• **What this task involves**
Reproduce the material word for word; the images stay out.

━━━━━━

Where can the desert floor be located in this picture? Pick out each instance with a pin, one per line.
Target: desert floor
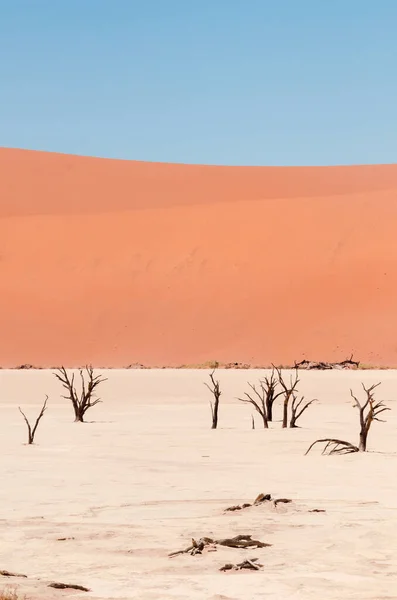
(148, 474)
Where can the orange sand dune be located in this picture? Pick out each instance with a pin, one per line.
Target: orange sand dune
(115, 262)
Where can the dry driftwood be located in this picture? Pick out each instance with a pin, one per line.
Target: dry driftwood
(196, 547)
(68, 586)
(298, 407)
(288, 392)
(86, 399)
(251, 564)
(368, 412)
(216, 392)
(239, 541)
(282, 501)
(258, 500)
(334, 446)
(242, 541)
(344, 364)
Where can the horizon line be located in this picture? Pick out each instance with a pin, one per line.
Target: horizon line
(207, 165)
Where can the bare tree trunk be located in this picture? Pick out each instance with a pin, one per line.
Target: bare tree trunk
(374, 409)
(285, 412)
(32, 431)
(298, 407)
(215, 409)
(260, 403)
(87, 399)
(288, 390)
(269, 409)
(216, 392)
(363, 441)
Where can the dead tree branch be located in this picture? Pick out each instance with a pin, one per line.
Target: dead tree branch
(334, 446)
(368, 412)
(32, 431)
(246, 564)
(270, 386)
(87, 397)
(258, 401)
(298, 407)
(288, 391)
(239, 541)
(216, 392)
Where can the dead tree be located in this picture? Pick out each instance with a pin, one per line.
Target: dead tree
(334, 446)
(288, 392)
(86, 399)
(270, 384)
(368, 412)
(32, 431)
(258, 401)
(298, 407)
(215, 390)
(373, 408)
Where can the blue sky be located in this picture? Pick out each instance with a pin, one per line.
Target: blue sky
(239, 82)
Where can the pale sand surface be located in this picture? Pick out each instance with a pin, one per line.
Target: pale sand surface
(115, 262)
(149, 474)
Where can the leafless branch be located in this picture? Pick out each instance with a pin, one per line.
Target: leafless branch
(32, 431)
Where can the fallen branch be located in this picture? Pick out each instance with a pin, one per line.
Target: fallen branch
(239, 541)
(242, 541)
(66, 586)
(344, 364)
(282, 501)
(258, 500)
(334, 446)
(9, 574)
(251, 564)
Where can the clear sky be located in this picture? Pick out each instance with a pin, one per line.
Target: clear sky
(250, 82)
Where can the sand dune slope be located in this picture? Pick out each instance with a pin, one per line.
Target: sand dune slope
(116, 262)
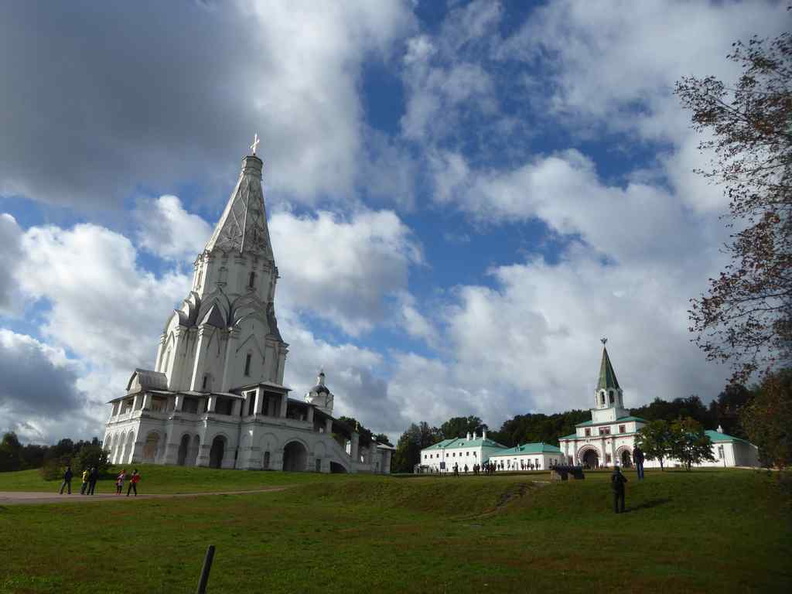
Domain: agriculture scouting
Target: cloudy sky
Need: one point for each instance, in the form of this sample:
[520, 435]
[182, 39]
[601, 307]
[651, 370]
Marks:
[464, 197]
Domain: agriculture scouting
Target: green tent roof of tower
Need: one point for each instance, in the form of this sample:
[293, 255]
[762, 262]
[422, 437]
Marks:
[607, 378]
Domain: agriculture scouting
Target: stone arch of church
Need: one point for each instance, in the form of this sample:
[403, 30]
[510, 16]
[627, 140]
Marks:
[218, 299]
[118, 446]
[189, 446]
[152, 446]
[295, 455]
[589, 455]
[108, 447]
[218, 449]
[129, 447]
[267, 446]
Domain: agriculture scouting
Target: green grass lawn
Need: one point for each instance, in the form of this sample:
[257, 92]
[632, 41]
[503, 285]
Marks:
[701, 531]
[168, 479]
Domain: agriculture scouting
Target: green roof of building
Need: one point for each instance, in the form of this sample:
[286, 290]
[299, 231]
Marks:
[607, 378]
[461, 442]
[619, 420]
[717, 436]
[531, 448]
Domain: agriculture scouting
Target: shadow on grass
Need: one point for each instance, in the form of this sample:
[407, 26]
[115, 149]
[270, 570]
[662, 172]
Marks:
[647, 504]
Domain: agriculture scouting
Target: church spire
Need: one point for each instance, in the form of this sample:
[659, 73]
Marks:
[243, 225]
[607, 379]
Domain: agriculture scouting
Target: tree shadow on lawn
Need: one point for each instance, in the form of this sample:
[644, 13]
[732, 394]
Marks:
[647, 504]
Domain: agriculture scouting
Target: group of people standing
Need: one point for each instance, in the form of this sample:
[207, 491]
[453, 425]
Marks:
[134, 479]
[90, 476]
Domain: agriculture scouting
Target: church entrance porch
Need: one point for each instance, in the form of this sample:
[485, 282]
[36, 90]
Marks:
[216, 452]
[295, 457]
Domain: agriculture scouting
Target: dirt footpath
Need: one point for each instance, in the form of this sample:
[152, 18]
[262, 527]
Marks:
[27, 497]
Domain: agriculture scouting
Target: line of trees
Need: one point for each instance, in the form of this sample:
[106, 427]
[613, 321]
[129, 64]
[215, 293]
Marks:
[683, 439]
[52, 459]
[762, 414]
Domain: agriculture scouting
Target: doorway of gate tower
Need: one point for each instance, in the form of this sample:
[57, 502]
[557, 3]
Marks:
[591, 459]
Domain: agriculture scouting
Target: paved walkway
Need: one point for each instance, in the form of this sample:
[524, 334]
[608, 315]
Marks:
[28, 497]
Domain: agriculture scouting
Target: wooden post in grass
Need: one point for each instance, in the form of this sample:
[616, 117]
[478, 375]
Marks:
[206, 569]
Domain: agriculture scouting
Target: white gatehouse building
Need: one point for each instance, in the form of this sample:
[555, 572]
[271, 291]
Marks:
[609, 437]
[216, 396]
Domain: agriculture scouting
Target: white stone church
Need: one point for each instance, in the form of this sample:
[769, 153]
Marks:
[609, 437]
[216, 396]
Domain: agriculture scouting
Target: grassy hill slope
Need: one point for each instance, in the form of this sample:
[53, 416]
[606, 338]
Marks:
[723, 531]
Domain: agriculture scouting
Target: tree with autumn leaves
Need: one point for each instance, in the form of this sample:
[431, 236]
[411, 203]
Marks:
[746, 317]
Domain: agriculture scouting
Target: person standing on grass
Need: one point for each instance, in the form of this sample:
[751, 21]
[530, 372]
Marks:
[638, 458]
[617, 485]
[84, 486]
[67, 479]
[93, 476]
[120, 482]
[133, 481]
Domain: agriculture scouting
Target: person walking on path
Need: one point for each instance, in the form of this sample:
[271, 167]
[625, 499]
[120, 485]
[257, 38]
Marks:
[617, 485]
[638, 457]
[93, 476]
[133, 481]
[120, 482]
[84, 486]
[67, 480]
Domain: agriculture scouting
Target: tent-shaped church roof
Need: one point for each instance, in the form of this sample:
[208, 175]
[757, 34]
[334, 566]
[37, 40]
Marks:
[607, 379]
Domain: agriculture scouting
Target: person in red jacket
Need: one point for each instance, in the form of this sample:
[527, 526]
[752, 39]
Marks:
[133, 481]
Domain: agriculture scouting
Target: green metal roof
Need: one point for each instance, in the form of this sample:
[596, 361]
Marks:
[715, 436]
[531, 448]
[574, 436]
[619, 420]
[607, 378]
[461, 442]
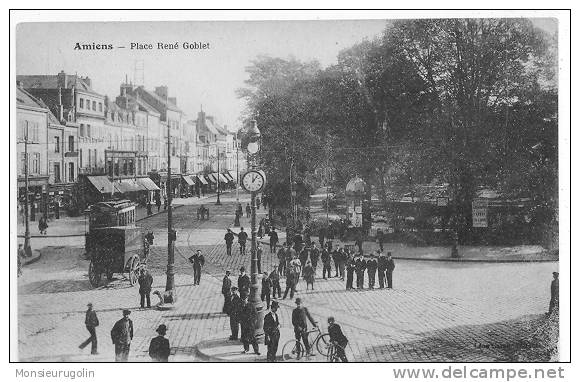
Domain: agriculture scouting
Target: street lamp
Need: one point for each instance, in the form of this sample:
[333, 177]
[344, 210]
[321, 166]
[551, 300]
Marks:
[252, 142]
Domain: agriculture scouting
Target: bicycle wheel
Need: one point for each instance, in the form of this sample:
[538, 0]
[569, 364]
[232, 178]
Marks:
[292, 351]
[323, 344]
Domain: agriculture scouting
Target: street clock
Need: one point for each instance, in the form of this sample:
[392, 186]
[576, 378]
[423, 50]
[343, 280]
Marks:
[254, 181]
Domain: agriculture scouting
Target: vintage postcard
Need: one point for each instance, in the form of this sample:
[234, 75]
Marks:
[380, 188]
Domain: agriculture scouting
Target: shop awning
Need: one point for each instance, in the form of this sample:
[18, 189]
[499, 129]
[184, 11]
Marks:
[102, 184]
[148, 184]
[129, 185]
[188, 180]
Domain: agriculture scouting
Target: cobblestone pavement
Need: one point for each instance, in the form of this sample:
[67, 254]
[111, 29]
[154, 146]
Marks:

━━━━━━

• **Complete response**
Where can the desert floor be located in this picture? Pick out each instance with a pin, one per line.
Target: desert floor
(148, 474)
Where can the orange sand dune be located in this picture? Pick out each instance with a pin, one per line.
Target: orange sand dune
(115, 262)
Where can the dry driftwood be located in this picture? Pick out each instance with a pin, one per line.
Target: dry driftwood
(196, 547)
(68, 586)
(298, 407)
(288, 392)
(86, 399)
(251, 564)
(368, 412)
(216, 392)
(239, 541)
(282, 501)
(258, 500)
(334, 446)
(242, 541)
(344, 364)
Where can the horizon line be located in this picture? Pick out each instance with a pin, one per line.
Target: horizon line
(207, 165)
Where can the bare tree trunk be located in this picture? Pick out each instance with a pin, one per line.
Target: bare tree trunk
(374, 409)
(285, 412)
(32, 431)
(298, 407)
(215, 409)
(260, 403)
(87, 399)
(288, 390)
(269, 409)
(216, 392)
(363, 441)
Where can the dead tree branch be located in this picture? Pick out each instance with a pin, one per line.
Target: dead tree branch
(334, 446)
(368, 412)
(32, 431)
(246, 564)
(270, 386)
(87, 397)
(258, 401)
(298, 407)
(288, 391)
(239, 541)
(216, 392)
Where can the dead tree be located in this picture? Pick out each instance with a pin, one per line.
Target: dead tree
(334, 446)
(288, 392)
(86, 399)
(270, 384)
(368, 412)
(32, 431)
(258, 401)
(298, 407)
(215, 390)
(373, 408)
Where can the blue sky be located in this picture? Pick out each instance with a pin, one per line.
Target: blue sky
(239, 82)
Where can the pale sand surface be located in this picture? Pick out each instance with a pin, one per line.
Target: pale sand surface
(115, 262)
(149, 474)
Where can the leafless branch be located in this picture? Pick out each instance with a pin, one per line.
Target: leafless branch
(32, 431)
Where can the fallen branch be located in this picture? Pick out each instance with a pin, one per line.
Target: fallen branch
(239, 541)
(242, 541)
(66, 586)
(344, 364)
(282, 501)
(258, 500)
(334, 446)
(9, 574)
(251, 564)
Where can the clear sky be located in this picture? Pick out each instance with a pin, one per line.
Target: clear sky
(250, 82)
Where can the sand dune slope be located in this picture? Pick out each instance with a pin, one per line.
Target: sand dune slope
(116, 262)
Domain: agriculture scouting
Target: cloudy sky
Need: one point for each instance, in the form of this sample:
[520, 435]
[182, 39]
[601, 307]
[651, 370]
Marks:
[464, 197]
Domain: agriculture scouting
Target: green tent roof of tower
Need: one point for each instance, in the form of this sample:
[293, 255]
[762, 262]
[422, 437]
Marks:
[607, 378]
Domain: agriculture scouting
Target: stone arch of church
Need: one point for each instance, in the form of this sample:
[403, 30]
[510, 16]
[627, 140]
Marks:
[218, 299]
[118, 446]
[189, 446]
[152, 446]
[295, 455]
[589, 455]
[108, 447]
[218, 449]
[129, 447]
[267, 446]
Domain: agriculture scouting
Target: green grass lawn
Need: one point for each instance, in the form of this sample:
[257, 92]
[632, 41]
[503, 285]
Marks:
[701, 531]
[168, 479]
Domain: agriculture scouting
Target: green roof of building
Need: one point for each instance, in the form of this sample:
[286, 290]
[299, 231]
Marks:
[607, 378]
[461, 442]
[619, 420]
[717, 436]
[531, 448]
Domain: agriculture scouting
Target: shadow on grass
Need: one point for each instance, in the form of this sample:
[407, 26]
[115, 149]
[270, 570]
[662, 172]
Marks:
[647, 504]
Domain: agriculture scouting
Target: church spire
Need: one point for each instance, in the form of this sample:
[659, 73]
Marks:
[243, 225]
[607, 379]
Domain: agriculture scouting
Target: tree shadow on lawn
Need: one point for each instance, in the form of this sample:
[644, 13]
[732, 394]
Marks:
[647, 504]
Domain: agriculture scouting
Target: group of people standing
Need: one point for each instance, in the form of this sample:
[207, 491]
[453, 425]
Marks:
[134, 479]
[90, 476]
Domain: agriculture scouting
Target: church entrance porch
Need: one point for each instance, in the form of this sample:
[485, 282]
[36, 90]
Marks:
[216, 452]
[295, 457]
Domain: agriculture scouting
Target: dirt footpath
Need: one point for each instance, in the form of this sample:
[152, 18]
[262, 527]
Marks:
[27, 497]
Domain: agriculture scouting
Target: line of trees
Need: one point for each instance, in the form of this sample:
[106, 427]
[613, 321]
[129, 64]
[215, 293]
Marks:
[683, 439]
[52, 459]
[762, 414]
Domain: agriculture scouting
Target: doorway of gate tower
Need: one point for each instance, in the form of this sample:
[57, 502]
[557, 3]
Marks:
[591, 459]
Domain: agriculture scouting
Target: paved walkway
Need: one point for each instance, in the form of this sample:
[524, 334]
[608, 315]
Marks:
[28, 497]
Domain: agriculture scouting
Target: wooden post in grass
Need: one point for each instance, in the form of this sample:
[616, 117]
[478, 375]
Marks:
[206, 569]
Domain: agriculture scouting
Target: white gatehouse building
Need: one point for each instance, in the form of this sample:
[555, 572]
[271, 291]
Marks:
[609, 437]
[216, 396]
Domain: agriculture scouting
Target: white stone church
Need: one point for each instance, in the form of this sample:
[769, 153]
Marks:
[609, 437]
[216, 396]
Domain: agriculture scouting
Target: grassy hill slope
Need: one point for each instance, in the form of this sample:
[53, 416]
[606, 338]
Marks:
[723, 531]
Domain: agriculture scouting
Target: tree with autumn leaves
Need: one point for each instance, in the form of this sample:
[431, 236]
[411, 203]
Marks:
[746, 317]
Domain: agriculture scouting
Target: person standing on grass
Need: one point for each instance, in the form of this sample:
[751, 21]
[530, 372]
Marks:
[638, 458]
[617, 485]
[84, 486]
[67, 479]
[93, 476]
[120, 482]
[133, 481]
Domain: agriculture scouting
Target: person walking on path
Need: one point for each instance, in the form of this sample:
[271, 167]
[625, 499]
[120, 485]
[257, 38]
Marks:
[617, 485]
[638, 457]
[93, 476]
[133, 481]
[120, 482]
[84, 486]
[67, 480]
Domain: agriculture scouting
Target: tent-shaped church roof
Need: one point for each instance, in the form of this sample:
[208, 175]
[757, 34]
[334, 566]
[37, 40]
Marks:
[607, 379]
Domain: agriculture scouting
Target: person in red jacket
Need: one point for each instance, in the form of this sample:
[527, 526]
[752, 39]
Marks:
[133, 481]
Domain: agriculture scouting
Target: green metal roof
Need: one point for each instance, in the form of this sample:
[596, 361]
Marks:
[715, 436]
[531, 448]
[574, 436]
[619, 420]
[607, 378]
[461, 442]
Domain: agriculture scouting
Target: street lamp
Need: one point for each instance, in the form of this sample:
[333, 177]
[344, 210]
[321, 166]
[551, 300]
Marks:
[252, 142]
Domain: agriculture scouting
Target: bicycle wheel
Need: one point for each instance, in the form of this sample:
[538, 0]
[569, 364]
[232, 178]
Marks:
[292, 351]
[323, 344]
Domain: agriculture scouting
Target: street clock
Need: one point for each instance, in the form of this sample:
[392, 186]
[576, 378]
[423, 50]
[343, 280]
Marks:
[254, 181]
Domain: agriculture scouting
Target: vintage postcard
Need: one point for each instance, in the form of this sample:
[234, 75]
Marks:
[380, 188]
Domain: agriculture scouting
Target: shop awning
Need: one point for each instance, in the form of this sample:
[18, 189]
[499, 129]
[184, 11]
Marks:
[102, 184]
[148, 184]
[129, 185]
[188, 180]
Domain: agriculture scouting
Target: cobblestone pavement
Need: one point for each instance, in the form of this sample:
[67, 254]
[111, 29]
[154, 146]
Marks:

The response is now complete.